→ **Given records**
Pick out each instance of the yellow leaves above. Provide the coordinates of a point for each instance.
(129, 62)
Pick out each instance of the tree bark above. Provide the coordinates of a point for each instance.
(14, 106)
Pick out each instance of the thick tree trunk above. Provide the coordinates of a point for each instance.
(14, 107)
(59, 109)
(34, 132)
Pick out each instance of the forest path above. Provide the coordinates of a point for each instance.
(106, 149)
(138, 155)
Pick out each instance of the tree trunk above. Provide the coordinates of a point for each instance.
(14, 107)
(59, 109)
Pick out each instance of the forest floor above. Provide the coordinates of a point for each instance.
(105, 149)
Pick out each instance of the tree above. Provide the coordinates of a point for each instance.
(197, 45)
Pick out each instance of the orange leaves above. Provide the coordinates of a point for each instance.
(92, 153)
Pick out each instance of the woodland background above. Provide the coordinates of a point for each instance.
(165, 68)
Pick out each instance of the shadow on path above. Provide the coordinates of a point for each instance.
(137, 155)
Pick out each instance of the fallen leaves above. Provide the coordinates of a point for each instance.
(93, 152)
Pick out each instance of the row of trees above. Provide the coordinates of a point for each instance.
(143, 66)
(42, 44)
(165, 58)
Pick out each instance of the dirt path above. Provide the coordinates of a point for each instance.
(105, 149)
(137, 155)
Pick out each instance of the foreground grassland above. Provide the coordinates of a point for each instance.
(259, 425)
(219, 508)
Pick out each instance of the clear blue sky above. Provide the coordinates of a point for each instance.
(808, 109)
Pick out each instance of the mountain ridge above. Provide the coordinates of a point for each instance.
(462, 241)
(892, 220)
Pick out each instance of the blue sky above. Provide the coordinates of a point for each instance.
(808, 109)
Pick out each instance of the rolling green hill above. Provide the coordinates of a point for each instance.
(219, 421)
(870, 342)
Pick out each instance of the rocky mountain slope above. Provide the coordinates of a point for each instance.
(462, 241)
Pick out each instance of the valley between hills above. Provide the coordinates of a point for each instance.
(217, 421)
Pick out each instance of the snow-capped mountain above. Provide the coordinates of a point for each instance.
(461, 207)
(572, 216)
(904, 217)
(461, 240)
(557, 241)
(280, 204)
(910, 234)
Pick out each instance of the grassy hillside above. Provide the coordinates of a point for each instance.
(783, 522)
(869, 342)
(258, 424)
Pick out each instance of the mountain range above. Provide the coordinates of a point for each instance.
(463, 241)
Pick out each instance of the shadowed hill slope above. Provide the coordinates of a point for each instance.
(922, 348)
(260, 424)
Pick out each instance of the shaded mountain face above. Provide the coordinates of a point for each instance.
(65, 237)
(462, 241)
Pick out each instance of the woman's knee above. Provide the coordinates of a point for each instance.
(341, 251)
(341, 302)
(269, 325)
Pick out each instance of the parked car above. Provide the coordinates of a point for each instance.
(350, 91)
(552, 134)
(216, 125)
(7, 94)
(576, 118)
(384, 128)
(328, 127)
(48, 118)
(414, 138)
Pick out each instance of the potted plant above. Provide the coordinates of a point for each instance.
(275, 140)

→ **Stated exercise**
Recast all of the records above as a single numbered list with one line per item, omitting any blank lines.

→ **Full output**
1. Pick out each instance of the yellow leaves above. Provide the coordinates of a point for each instance.
2. (129, 62)
3. Pick out each instance of the tree bark above. Provide the coordinates of a point for each instance.
4. (14, 106)
5. Pick out each instance of the thick tree trunk above. Provide the coordinates of a point for each instance.
6. (14, 107)
7. (59, 109)
8. (34, 132)
9. Pick out each instance of the forest path above. Provide the coordinates of a point for each instance.
10. (106, 149)
11. (138, 155)
12. Pick out each instance of the tree trunk above. Provide the coordinates of a point for each instance.
13. (14, 107)
14. (59, 109)
15. Pick out each instance of the forest floor above. Provide the coordinates of a point for each instance.
16. (105, 149)
17. Pick out each instance of the tree above. Provide the coordinates of a point for each instance.
18. (197, 45)
19. Pick out each instance of the orange leaves above. Provide the coordinates of a point for each instance.
20. (92, 153)
21. Pick out each instance of the woodland background above. Provide the coordinates of a point for each instance.
22. (165, 68)
23. Pick out each instance of the shadow on path above. Provide the coordinates of a point for each instance.
24. (137, 155)
25. Pick out each instance of the fallen leaves above. Provide the coordinates of a point for each instance.
26. (93, 152)
27. Pick out each instance of the row of trees above. Provide the coordinates of a point for each instance.
28. (143, 66)
29. (42, 44)
30. (165, 58)
31. Pick out each instance of the dirt path above. Provide the coordinates of a point for each instance.
32. (105, 149)
33. (137, 155)
34. Pick out each instance of the foreground grassland above. Provide the coordinates of a point for each instance.
35. (259, 425)
36. (219, 508)
37. Pick out each instance of the clear blue sky above. Provide the coordinates of a point for each instance.
38. (808, 109)
39. Pick out each instance of the mountain ridge above. Provide the coordinates of a point for each instance.
40. (462, 241)
41. (892, 220)
42. Pick out each instance of the blue sky above. Provide the coordinates of a point for each instance.
43. (808, 109)
44. Pick out each instance of the rolling green hill above. Provide the coordinates of a point for each instance.
45. (219, 421)
46. (870, 342)
47. Pick out each instance of the rocky mountain slope above. Provide the coordinates of a point for each instance.
48. (462, 241)
49. Pick out each instance of the valley between hills above. Provide the coordinates of a point for each instance.
50. (217, 421)
51. Pick out each instance of the snow-capped mountain above. Provide the coordinates of a point for each instance.
52. (461, 207)
53. (572, 216)
54. (904, 217)
55. (461, 240)
56. (557, 241)
57. (280, 204)
58. (910, 234)
59. Pick out each instance of the grassy hillside above. Provide the coordinates of a point for each instance.
60. (783, 522)
61. (869, 342)
62. (258, 424)
63. Pick out each instance of the mountain range above. Provide the coordinates of a point for each instance.
64. (463, 241)
65. Pick out each instance of the shadowed hill slope above. Provide the coordinates of a point for each instance.
66. (922, 348)
67. (260, 424)
68. Pick out each instance of the shaded mountain face above. Provide the coordinates of a point for each instance.
69. (65, 237)
70. (462, 241)
71. Pick out each instance of the woman's knee above. Provide the coordinates of a point for each instance.
72. (341, 251)
73. (341, 302)
74. (269, 325)
75. Pick out each instance of the parked car above. Provide the coordinates of a point for each instance.
76. (350, 91)
77. (552, 134)
78. (216, 125)
79. (7, 94)
80. (576, 118)
81. (384, 128)
82. (328, 127)
83. (48, 118)
84. (414, 138)
85. Pick out each instance of the potted plant above. Provide the coordinates of a point for each instance.
86. (275, 140)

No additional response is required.